Do this
In the groundwater passage, rewrite the section from "Local officials said" to "any on-hand stock." with "inquiry" substituted for "investigation".

╭─ Text extract

Drinking water on and off base is safe despite the acids’ presence in groundwater, said a spokesman from Ginowan City’s water bureau. The water on and off base is supplied by the Chatan Water Treatment Plant, which also serves Kadena and the surrounding area.
“High levels of contamination was detected in underground water samples taken from the Oyama and Kiyuna districts,” said Yoshinari Mi-yahira, team leader of the environmental protection department’s water environments control team. “Both sit on lower grounds adjacent to Futenma.”
Local officials said it isn’t clear whether the material leaked recently or is from past contamination. When it was discovered outside Kadena last year, local officials in that case called for an immediate investigation, the suspension of its use and proper disposal of any on-hand stock.
Marine Corps officials did not respond to requests for comment.

╰─
╭─ Dataset

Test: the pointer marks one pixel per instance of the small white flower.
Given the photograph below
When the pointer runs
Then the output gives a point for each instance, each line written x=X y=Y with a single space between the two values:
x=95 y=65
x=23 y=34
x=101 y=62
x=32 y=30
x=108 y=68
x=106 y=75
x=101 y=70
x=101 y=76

╰─

Exercise solution
Local officials said it isn’t clear whether the material leaked recently or is from past contamination. When it was discovered outside Kadena last year, local officials in that case called for an immediate inquiry, the suspension of its use and proper disposal of any on-hand stock.